Records excerpted from a collection

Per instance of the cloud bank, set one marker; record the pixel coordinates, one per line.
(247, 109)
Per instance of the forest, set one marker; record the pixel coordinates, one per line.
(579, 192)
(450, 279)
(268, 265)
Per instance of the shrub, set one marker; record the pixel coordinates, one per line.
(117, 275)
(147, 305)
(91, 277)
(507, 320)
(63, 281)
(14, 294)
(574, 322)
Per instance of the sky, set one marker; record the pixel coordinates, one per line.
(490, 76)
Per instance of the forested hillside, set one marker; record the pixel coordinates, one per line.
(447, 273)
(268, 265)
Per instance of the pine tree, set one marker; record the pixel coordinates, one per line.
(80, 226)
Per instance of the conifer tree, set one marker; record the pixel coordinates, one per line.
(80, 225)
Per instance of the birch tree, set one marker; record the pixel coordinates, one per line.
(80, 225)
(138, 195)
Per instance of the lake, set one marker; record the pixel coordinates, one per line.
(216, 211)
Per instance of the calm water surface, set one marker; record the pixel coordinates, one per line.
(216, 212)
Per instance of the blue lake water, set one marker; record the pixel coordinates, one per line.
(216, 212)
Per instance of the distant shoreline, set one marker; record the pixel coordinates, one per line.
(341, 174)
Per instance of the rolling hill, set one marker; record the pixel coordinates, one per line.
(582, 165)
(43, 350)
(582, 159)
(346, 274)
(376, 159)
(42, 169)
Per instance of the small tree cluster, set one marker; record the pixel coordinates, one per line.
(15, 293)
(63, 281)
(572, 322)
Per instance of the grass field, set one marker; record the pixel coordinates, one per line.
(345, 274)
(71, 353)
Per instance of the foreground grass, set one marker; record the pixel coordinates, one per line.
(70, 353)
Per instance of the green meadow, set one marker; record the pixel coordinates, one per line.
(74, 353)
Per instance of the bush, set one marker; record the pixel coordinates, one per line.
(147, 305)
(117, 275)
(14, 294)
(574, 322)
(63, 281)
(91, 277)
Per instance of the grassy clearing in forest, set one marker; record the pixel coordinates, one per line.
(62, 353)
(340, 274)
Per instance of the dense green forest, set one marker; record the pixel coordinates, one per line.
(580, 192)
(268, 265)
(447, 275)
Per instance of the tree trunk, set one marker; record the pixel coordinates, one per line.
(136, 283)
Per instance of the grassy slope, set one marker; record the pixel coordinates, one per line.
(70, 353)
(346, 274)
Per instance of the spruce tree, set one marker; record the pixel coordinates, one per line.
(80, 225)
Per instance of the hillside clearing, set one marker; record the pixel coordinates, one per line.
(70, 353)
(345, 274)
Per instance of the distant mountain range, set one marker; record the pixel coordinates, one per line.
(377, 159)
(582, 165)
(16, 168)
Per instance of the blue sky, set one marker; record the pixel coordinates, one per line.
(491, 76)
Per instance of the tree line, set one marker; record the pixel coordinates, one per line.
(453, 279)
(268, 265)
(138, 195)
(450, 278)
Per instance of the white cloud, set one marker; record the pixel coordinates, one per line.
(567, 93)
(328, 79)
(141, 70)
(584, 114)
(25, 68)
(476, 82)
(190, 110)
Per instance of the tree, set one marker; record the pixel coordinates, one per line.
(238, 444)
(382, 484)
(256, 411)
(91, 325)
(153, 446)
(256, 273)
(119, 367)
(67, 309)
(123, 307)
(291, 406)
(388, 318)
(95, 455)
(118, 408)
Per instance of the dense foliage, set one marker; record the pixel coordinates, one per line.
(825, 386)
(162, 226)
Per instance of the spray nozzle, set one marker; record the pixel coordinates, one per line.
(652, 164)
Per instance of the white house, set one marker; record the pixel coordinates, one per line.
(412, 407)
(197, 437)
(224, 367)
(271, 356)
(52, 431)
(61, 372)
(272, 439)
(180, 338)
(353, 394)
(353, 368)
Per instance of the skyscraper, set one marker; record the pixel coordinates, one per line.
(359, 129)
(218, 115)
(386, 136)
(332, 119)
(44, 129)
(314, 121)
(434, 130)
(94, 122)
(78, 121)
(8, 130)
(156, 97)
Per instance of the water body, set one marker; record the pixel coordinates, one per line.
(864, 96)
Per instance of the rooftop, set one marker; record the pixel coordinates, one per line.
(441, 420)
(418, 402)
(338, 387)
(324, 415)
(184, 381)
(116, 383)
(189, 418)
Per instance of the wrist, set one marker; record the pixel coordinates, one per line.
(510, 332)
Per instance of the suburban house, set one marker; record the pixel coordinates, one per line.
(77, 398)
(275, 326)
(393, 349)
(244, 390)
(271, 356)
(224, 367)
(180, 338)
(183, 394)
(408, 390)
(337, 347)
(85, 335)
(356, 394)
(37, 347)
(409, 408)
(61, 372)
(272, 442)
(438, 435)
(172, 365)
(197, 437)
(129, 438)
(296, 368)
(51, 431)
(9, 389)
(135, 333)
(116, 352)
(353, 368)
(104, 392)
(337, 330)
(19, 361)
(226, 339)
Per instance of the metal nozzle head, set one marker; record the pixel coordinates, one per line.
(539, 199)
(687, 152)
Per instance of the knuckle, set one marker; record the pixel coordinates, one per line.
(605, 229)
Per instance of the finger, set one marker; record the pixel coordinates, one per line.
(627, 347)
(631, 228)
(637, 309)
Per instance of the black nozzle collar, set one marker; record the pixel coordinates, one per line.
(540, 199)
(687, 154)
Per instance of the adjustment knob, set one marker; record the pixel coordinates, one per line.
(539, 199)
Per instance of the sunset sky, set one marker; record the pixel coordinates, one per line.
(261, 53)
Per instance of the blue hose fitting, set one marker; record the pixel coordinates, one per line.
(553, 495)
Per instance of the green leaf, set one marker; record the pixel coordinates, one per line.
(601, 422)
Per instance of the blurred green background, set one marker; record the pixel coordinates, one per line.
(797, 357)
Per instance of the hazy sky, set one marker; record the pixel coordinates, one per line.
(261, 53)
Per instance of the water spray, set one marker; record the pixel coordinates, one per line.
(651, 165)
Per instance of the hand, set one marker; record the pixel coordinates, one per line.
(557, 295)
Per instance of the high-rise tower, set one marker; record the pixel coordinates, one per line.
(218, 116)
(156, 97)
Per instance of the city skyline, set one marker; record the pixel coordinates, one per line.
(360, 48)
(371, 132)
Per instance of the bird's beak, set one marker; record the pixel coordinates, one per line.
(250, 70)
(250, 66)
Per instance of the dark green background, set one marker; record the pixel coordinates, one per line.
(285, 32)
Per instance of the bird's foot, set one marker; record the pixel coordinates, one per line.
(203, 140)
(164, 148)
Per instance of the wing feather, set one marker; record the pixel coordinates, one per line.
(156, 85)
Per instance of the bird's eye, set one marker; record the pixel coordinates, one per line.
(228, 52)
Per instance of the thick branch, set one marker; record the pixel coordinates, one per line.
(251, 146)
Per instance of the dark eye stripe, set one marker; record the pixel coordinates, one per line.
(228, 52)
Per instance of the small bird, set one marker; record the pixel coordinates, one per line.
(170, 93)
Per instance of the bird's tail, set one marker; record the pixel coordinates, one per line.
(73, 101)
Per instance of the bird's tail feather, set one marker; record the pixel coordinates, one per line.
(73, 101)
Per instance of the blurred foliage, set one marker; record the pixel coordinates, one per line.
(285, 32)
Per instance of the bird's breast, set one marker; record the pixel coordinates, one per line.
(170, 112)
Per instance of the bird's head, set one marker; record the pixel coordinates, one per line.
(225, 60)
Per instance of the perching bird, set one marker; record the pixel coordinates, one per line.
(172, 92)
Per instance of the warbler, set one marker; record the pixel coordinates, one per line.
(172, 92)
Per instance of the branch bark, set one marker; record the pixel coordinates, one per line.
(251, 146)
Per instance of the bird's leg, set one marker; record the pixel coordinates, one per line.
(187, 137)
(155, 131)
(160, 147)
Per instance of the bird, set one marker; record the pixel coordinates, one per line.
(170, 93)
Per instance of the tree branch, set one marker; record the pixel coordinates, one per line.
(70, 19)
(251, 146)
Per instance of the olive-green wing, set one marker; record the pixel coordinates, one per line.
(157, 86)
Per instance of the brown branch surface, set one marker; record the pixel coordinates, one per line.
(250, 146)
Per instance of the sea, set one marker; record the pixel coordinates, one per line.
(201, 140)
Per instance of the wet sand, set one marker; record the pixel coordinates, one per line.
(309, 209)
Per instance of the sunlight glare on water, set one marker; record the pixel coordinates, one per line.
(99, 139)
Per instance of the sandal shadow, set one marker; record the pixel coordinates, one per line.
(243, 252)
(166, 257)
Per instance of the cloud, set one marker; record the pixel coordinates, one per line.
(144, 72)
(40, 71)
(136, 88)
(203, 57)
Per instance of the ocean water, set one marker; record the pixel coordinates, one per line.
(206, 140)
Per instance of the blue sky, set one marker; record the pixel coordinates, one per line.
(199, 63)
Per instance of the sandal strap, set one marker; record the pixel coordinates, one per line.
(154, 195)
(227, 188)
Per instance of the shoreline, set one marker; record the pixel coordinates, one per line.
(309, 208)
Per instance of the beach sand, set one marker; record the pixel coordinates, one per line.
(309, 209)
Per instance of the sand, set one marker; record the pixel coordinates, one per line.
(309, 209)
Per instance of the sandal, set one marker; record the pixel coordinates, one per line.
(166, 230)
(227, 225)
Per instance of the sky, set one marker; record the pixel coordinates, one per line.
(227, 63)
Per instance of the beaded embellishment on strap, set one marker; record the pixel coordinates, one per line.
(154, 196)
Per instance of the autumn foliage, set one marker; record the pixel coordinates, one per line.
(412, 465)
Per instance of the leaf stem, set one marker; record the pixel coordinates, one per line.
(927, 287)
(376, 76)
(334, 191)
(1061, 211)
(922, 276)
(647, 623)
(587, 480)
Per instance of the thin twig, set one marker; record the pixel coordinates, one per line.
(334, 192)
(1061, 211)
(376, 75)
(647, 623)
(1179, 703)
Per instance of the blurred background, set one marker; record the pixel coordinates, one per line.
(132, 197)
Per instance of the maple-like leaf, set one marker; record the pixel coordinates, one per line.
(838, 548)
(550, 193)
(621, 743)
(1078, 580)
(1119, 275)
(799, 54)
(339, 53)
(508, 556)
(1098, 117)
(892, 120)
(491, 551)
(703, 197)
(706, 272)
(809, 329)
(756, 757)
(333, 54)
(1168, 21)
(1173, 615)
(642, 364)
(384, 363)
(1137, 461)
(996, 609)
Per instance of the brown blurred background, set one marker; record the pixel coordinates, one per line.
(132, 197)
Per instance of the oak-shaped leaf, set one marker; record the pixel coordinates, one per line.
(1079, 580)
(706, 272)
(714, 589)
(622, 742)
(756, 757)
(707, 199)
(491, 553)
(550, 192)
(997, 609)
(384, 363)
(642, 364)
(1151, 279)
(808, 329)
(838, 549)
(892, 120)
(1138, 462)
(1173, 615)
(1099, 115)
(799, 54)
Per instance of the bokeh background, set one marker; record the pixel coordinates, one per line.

_What is being asked_
Output the line that contains "Per instance of the blurred background, set", followed by every later line in the listing, with no line omitted and none added.

_Exercise answer_
Per instance of the blurred background, set one marker; record the pixel coordinates, one per line.
(132, 197)
Per instance of the maple-like leaf, set one marker; record the pixel coordinates, one per line.
(838, 548)
(550, 193)
(621, 743)
(1078, 580)
(1119, 275)
(799, 54)
(339, 53)
(508, 556)
(1098, 117)
(892, 120)
(491, 551)
(703, 197)
(706, 272)
(809, 329)
(756, 757)
(333, 54)
(1168, 21)
(1173, 615)
(642, 364)
(384, 363)
(1137, 461)
(996, 609)
Per instance of the brown blurred background, set one marker; record the pixel coordinates, one per line.
(132, 197)
Per instance of the oak-shaped leaf, set one marker; record the pixel coordinates, one per line.
(1079, 580)
(706, 272)
(714, 589)
(622, 742)
(756, 757)
(707, 199)
(491, 553)
(550, 192)
(997, 609)
(384, 363)
(642, 364)
(1151, 279)
(808, 329)
(838, 549)
(892, 120)
(1138, 462)
(1173, 615)
(1099, 115)
(799, 54)
Per instance of the bokeh background, set one marker; record the pixel coordinates, one per line.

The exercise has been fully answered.